Your objective: Please repeat exactly the lines below from the one containing "Task: where can the tire" down to the one containing "Task: where can the white tent", both included, and nothing else.

Entries supplied:

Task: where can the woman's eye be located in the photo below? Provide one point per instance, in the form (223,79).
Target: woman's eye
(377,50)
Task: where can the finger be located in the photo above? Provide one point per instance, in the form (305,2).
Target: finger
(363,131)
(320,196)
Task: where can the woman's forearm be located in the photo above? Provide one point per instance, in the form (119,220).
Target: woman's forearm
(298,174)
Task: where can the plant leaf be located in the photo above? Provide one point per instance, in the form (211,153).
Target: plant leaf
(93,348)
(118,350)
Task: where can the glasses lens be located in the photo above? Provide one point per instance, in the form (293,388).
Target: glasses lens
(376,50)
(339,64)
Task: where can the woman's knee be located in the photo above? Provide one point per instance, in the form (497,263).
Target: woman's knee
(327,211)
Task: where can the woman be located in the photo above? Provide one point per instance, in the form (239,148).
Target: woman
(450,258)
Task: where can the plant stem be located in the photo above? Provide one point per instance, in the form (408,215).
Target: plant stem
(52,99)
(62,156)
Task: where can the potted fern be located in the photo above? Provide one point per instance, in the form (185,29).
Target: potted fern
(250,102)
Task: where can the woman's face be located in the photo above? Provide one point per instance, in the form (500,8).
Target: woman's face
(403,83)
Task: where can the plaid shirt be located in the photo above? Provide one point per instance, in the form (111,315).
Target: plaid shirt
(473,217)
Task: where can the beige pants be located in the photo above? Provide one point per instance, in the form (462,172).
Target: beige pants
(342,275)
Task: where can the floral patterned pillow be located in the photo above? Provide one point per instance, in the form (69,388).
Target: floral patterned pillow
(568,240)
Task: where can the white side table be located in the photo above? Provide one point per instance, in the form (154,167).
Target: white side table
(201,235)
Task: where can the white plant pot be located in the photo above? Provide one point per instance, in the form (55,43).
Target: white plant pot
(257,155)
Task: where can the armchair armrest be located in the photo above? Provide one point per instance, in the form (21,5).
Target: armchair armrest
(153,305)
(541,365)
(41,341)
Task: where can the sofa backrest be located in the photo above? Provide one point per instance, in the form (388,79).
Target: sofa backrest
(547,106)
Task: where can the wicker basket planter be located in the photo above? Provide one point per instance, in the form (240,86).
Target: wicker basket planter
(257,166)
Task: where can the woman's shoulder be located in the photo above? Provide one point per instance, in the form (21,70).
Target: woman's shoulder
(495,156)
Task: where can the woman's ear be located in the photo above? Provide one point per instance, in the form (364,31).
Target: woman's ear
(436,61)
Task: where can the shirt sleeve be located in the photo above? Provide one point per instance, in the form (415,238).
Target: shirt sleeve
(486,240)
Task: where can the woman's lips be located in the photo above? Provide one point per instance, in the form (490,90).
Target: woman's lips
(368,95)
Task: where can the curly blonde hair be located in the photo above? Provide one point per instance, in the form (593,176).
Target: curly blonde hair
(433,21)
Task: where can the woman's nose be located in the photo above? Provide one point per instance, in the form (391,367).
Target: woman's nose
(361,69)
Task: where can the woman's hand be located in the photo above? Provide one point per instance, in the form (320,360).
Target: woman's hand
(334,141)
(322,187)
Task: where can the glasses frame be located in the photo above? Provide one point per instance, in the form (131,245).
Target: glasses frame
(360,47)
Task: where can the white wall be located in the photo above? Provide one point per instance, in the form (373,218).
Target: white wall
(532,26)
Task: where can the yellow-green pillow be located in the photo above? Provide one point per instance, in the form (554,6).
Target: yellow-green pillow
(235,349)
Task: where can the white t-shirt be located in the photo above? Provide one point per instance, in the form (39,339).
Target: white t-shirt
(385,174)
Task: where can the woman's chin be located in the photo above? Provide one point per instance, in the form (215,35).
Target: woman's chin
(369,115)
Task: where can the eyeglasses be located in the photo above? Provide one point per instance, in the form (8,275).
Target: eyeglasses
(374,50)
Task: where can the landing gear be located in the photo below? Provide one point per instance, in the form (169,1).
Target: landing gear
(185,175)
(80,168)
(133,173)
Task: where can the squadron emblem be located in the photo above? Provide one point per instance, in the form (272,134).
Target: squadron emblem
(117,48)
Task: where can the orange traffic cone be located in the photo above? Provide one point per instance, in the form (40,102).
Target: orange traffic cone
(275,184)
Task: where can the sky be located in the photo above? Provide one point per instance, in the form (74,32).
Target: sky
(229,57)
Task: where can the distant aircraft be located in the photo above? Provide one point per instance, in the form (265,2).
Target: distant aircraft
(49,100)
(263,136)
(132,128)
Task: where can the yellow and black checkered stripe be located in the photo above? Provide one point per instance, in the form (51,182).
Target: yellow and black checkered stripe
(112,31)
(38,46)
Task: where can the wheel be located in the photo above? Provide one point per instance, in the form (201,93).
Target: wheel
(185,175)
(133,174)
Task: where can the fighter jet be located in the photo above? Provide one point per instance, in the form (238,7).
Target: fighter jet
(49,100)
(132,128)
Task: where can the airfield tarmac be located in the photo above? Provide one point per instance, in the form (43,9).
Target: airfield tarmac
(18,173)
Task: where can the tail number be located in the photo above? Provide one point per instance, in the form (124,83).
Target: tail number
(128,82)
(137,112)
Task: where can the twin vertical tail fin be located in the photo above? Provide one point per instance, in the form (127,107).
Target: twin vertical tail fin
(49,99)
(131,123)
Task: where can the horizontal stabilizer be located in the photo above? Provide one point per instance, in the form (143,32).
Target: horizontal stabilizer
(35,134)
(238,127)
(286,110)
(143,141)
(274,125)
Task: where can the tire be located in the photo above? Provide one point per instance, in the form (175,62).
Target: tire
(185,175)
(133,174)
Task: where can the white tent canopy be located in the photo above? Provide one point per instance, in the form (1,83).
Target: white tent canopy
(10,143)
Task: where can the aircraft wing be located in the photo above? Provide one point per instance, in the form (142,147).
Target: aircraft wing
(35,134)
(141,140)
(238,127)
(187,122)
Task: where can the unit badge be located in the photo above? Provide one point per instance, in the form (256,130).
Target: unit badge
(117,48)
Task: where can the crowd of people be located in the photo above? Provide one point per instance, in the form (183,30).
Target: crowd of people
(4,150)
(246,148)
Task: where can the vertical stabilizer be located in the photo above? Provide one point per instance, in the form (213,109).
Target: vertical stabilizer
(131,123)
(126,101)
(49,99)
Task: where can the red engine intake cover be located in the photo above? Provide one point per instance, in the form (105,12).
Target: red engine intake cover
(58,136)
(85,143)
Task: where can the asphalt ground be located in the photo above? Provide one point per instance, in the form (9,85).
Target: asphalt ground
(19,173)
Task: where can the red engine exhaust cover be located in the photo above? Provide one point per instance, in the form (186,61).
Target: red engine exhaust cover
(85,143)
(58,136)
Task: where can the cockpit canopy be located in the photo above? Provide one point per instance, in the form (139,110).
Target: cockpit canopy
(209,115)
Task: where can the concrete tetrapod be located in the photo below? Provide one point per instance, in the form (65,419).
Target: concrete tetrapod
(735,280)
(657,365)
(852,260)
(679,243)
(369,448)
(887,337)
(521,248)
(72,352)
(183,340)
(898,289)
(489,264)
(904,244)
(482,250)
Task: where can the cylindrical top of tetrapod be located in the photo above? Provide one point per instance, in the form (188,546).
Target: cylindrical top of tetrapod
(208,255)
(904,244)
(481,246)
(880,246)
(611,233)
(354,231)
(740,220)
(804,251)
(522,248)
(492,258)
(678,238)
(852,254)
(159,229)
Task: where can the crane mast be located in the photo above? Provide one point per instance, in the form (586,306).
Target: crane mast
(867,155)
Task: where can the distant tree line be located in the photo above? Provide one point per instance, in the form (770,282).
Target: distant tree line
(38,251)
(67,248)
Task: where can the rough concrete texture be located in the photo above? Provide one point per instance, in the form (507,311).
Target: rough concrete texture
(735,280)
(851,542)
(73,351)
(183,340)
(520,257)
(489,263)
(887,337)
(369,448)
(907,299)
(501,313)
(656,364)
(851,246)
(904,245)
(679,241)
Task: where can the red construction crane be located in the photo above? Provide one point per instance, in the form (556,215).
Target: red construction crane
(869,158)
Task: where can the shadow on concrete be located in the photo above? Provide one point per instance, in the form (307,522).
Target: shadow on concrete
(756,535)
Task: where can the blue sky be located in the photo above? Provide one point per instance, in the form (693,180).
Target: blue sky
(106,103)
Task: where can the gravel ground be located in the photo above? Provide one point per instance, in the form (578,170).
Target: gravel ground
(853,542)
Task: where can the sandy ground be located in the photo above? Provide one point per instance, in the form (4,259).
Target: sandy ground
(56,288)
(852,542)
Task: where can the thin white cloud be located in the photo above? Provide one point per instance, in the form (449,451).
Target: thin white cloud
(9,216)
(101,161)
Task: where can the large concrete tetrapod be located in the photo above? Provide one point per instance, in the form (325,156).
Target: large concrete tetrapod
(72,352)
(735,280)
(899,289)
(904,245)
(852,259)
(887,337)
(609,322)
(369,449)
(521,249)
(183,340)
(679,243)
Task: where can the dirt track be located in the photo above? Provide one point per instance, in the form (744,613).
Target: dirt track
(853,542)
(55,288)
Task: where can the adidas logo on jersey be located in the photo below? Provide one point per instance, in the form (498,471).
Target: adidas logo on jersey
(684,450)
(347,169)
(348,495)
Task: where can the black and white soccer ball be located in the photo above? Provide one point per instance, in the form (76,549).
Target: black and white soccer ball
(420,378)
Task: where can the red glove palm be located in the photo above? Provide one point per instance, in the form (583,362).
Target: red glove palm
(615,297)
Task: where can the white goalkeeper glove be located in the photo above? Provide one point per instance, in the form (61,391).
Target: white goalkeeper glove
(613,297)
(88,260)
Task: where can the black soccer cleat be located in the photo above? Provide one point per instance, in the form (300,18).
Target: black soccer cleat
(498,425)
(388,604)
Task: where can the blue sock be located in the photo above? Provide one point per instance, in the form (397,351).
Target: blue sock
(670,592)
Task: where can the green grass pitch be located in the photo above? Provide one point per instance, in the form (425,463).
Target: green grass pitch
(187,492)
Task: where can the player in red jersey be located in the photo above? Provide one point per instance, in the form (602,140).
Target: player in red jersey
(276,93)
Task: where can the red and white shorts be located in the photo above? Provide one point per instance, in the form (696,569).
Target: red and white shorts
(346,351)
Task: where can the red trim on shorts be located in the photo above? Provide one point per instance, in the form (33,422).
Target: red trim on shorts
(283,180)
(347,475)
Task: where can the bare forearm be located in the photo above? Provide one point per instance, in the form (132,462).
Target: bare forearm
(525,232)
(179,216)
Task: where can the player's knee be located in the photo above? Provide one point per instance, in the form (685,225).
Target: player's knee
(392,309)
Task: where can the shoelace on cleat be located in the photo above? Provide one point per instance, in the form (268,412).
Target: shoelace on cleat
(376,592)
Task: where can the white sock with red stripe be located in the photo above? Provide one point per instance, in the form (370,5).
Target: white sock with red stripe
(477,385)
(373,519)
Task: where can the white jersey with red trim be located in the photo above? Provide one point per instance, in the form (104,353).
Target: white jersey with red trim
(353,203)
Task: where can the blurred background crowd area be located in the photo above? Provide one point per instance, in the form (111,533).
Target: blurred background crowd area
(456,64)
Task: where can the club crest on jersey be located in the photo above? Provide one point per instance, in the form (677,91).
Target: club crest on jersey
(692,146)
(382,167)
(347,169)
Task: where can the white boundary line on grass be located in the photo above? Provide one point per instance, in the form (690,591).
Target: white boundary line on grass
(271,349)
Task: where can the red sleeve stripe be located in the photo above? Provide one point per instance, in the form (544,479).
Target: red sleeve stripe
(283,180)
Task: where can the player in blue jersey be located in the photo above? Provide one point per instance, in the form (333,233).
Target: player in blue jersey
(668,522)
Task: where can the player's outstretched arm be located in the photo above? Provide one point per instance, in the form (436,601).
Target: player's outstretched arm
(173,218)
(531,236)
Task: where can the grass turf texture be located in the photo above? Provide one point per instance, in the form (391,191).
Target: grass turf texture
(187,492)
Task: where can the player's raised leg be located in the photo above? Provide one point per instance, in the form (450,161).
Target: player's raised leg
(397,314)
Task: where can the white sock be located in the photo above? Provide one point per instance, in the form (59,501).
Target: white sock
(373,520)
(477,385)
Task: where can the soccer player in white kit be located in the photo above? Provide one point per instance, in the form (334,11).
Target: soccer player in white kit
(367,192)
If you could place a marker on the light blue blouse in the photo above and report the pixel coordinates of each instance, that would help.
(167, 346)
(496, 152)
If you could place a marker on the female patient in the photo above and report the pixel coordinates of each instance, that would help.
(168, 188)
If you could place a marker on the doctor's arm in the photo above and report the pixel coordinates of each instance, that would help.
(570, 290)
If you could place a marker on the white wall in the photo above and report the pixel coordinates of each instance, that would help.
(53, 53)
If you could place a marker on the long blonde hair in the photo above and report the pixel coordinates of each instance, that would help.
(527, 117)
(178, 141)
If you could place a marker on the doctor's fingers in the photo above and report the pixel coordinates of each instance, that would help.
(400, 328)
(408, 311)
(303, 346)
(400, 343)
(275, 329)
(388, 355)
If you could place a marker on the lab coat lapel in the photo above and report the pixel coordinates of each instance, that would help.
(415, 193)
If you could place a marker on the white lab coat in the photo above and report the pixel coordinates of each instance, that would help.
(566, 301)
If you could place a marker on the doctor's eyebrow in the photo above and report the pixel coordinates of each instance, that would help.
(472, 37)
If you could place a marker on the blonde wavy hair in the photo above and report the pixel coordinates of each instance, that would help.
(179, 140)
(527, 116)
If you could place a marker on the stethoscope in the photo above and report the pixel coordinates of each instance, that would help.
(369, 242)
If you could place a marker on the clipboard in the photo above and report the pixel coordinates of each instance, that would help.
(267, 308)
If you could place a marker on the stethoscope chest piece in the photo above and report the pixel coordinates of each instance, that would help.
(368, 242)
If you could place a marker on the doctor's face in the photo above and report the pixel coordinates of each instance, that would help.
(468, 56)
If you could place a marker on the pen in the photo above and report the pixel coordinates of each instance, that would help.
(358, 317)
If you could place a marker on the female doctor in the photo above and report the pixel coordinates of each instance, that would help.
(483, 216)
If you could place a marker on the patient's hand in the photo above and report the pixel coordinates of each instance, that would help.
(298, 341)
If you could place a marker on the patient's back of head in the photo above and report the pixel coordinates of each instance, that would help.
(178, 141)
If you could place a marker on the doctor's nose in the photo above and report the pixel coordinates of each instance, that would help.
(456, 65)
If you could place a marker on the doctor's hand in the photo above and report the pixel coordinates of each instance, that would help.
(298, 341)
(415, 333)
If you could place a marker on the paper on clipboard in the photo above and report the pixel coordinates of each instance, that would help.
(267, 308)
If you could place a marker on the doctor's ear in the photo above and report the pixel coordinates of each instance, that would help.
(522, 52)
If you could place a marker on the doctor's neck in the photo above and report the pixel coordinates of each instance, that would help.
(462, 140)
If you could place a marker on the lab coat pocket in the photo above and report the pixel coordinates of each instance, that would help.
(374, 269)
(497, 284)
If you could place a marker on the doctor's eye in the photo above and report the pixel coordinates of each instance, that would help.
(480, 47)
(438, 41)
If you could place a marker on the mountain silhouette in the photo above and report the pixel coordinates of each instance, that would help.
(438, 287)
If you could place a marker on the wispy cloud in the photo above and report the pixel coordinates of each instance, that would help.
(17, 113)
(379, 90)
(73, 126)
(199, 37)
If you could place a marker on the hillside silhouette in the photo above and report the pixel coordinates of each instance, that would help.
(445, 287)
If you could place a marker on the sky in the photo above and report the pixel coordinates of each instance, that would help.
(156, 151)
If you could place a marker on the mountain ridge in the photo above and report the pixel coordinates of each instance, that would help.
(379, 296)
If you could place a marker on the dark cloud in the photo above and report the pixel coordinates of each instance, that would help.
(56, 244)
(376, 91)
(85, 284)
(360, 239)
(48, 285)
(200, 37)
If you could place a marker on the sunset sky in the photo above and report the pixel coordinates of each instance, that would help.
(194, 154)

Written reply:
Task: where can the tire be located in the photo above? Provide one point per instance, in the form (175,62).
Target: tire
(185,175)
(133,174)
Task: where can the white tent canopy be located in the photo above? Provide one point per instance, in the form (1,83).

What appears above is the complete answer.